GIVEN INFORMATION

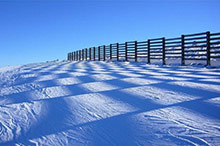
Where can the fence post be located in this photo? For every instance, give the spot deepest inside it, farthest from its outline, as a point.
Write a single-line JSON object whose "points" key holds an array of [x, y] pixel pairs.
{"points": [[164, 51], [72, 56], [183, 49], [135, 51], [82, 54], [117, 49], [76, 55], [86, 54], [104, 52], [94, 53], [126, 51], [99, 53], [90, 53], [148, 51], [111, 52], [208, 47]]}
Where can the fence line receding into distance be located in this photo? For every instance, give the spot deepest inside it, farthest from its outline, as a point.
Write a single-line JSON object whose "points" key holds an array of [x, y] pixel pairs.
{"points": [[200, 46]]}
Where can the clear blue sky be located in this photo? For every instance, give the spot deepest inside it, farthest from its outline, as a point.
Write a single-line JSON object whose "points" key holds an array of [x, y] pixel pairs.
{"points": [[43, 30]]}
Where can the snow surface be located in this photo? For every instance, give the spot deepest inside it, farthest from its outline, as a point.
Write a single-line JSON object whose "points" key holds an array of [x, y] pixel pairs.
{"points": [[109, 103]]}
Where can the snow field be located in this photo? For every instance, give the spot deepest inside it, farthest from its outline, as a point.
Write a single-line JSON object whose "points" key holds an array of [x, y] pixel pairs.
{"points": [[109, 103]]}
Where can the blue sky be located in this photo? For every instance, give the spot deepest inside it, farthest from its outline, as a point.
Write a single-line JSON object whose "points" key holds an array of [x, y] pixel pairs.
{"points": [[44, 30]]}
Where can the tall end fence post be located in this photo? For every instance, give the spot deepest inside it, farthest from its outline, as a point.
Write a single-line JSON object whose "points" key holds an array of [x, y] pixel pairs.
{"points": [[86, 54], [148, 51], [111, 52], [183, 49], [94, 53], [104, 52], [208, 48], [126, 51], [117, 47], [90, 54], [164, 51], [72, 56], [99, 57], [135, 51]]}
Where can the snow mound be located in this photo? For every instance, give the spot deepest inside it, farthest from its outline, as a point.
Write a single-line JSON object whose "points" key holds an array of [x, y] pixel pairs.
{"points": [[109, 103]]}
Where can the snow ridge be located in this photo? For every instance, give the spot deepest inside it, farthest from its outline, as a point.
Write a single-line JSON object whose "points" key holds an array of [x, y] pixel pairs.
{"points": [[109, 103]]}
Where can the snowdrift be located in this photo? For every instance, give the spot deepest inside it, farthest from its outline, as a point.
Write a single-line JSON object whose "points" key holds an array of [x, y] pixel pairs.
{"points": [[109, 103]]}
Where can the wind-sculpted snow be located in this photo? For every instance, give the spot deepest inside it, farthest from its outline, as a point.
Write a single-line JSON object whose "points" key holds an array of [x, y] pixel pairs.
{"points": [[109, 103]]}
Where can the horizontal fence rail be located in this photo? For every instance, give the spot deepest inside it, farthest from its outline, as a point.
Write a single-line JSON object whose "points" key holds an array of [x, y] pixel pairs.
{"points": [[200, 46]]}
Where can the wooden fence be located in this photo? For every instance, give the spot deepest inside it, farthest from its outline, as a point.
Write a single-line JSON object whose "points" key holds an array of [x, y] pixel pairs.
{"points": [[200, 46]]}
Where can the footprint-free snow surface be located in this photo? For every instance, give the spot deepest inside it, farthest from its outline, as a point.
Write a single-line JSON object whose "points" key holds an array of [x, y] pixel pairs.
{"points": [[109, 103]]}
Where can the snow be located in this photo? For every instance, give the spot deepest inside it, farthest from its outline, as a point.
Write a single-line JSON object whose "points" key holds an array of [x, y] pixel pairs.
{"points": [[109, 103]]}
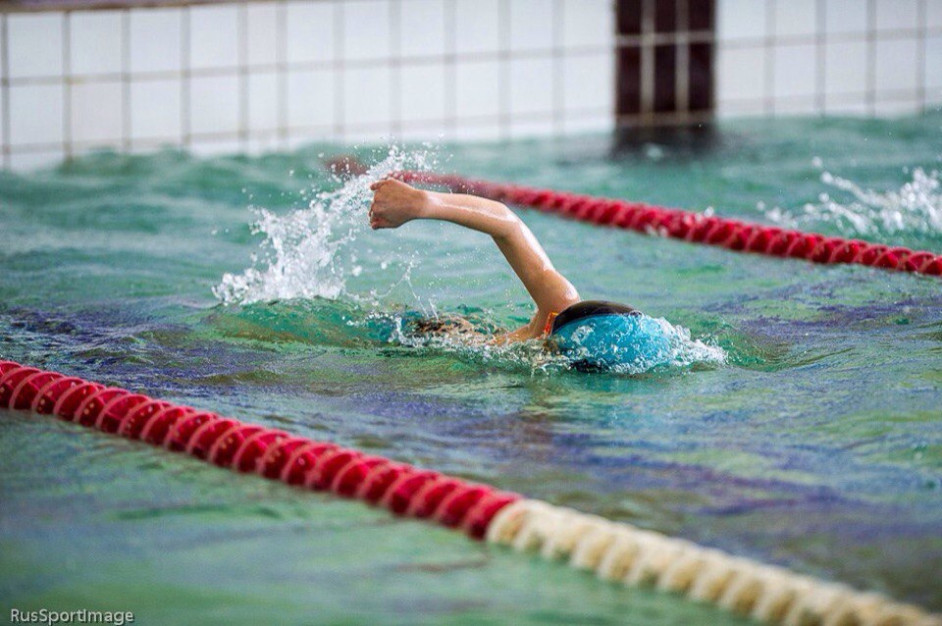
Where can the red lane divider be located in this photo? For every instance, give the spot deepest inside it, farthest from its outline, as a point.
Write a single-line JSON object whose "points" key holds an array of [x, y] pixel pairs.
{"points": [[693, 227], [275, 454]]}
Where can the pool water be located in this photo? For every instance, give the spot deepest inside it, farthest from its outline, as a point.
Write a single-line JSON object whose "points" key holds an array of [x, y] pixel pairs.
{"points": [[799, 423]]}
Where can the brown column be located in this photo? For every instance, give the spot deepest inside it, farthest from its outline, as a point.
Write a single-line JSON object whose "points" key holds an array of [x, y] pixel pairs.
{"points": [[665, 62]]}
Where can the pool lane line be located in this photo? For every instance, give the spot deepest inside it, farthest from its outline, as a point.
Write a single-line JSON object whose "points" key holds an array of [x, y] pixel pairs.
{"points": [[690, 226], [615, 551]]}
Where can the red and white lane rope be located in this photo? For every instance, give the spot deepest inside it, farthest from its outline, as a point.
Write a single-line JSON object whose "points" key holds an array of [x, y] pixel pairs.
{"points": [[693, 227], [614, 551]]}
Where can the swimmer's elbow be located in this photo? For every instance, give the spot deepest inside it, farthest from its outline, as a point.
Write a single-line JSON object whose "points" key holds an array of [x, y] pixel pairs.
{"points": [[509, 227]]}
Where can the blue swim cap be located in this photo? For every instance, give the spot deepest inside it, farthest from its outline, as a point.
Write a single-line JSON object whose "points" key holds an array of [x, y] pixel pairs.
{"points": [[604, 335]]}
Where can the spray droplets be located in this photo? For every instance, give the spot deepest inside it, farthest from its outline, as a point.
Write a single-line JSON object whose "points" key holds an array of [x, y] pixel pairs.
{"points": [[915, 208], [309, 253]]}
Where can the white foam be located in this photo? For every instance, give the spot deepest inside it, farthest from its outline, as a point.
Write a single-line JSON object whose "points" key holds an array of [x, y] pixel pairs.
{"points": [[916, 207], [309, 253]]}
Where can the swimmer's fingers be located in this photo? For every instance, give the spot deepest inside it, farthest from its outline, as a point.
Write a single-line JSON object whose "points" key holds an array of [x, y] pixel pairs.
{"points": [[381, 183]]}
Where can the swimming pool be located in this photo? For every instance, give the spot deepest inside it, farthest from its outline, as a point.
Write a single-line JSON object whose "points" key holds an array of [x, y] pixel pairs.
{"points": [[802, 429]]}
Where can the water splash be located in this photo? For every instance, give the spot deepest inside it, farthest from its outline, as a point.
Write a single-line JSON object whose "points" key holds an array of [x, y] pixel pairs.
{"points": [[309, 253], [476, 345], [915, 208]]}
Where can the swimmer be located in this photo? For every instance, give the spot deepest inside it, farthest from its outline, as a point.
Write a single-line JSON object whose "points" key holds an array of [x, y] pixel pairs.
{"points": [[594, 334]]}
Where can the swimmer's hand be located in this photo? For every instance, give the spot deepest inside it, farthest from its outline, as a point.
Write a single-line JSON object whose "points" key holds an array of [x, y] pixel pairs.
{"points": [[395, 203]]}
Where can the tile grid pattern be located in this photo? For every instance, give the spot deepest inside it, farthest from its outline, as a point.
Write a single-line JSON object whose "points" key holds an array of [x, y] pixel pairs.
{"points": [[834, 57], [258, 75], [253, 76]]}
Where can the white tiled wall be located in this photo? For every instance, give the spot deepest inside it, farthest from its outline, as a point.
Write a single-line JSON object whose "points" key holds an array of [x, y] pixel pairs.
{"points": [[269, 75], [834, 57]]}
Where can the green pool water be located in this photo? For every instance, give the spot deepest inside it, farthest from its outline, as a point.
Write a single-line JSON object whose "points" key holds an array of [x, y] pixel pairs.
{"points": [[801, 425]]}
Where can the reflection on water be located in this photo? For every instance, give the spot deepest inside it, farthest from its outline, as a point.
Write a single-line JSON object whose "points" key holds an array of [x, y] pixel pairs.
{"points": [[815, 445]]}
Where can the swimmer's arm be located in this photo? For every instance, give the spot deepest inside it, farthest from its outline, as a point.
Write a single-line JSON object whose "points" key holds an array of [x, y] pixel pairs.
{"points": [[396, 203]]}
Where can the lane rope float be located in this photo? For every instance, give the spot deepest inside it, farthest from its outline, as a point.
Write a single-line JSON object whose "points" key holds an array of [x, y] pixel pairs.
{"points": [[693, 227], [615, 551]]}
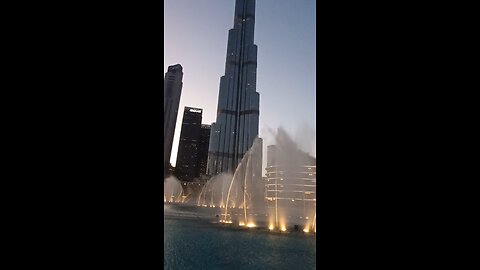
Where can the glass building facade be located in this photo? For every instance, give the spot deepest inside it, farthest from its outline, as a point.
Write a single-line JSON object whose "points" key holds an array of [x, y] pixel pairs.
{"points": [[236, 126]]}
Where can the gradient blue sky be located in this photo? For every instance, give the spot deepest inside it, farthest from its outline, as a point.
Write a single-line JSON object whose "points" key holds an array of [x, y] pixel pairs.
{"points": [[195, 36]]}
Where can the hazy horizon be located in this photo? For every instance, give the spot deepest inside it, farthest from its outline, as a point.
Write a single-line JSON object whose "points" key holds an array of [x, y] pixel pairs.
{"points": [[195, 36]]}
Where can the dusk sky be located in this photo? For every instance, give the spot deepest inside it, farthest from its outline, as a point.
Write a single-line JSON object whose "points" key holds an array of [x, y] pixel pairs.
{"points": [[195, 36]]}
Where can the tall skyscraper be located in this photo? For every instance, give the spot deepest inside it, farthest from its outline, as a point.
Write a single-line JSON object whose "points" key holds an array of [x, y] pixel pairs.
{"points": [[172, 89], [190, 154], [236, 125], [203, 149]]}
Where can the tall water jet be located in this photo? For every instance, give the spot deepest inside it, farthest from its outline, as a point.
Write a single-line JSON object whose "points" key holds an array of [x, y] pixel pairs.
{"points": [[248, 170], [172, 190], [291, 183]]}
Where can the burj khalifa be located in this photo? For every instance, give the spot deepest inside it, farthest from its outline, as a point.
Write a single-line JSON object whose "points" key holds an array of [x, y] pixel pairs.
{"points": [[236, 126]]}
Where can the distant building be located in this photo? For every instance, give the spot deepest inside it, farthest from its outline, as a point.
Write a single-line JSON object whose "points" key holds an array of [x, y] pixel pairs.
{"points": [[236, 126], [172, 90], [193, 146]]}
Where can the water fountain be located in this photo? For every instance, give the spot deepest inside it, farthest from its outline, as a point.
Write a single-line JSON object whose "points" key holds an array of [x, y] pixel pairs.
{"points": [[173, 192]]}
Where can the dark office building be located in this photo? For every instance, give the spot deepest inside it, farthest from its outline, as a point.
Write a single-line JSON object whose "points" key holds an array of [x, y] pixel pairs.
{"points": [[203, 148], [193, 146], [172, 89]]}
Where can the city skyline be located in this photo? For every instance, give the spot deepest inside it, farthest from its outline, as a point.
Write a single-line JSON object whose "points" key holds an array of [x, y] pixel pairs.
{"points": [[195, 37]]}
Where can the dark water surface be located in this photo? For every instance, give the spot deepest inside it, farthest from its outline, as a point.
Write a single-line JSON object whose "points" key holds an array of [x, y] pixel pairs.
{"points": [[191, 241]]}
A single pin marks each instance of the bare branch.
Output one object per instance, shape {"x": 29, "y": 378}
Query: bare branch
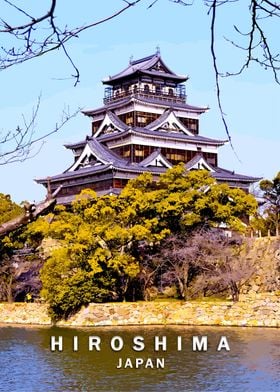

YOUR OBJECTIVE
Select every row above that contains the string "rope", copying each one in full. Case counts.

WRITTEN ANSWER
Where can the red and white lane rope be located in this photo? For every instance, give the spot deepest inside it, farthest from its outline, as a point.
Where can the lane rope float be located in this photo? For every instance, give the spot deepest inside it, farthest from its outline, as a point.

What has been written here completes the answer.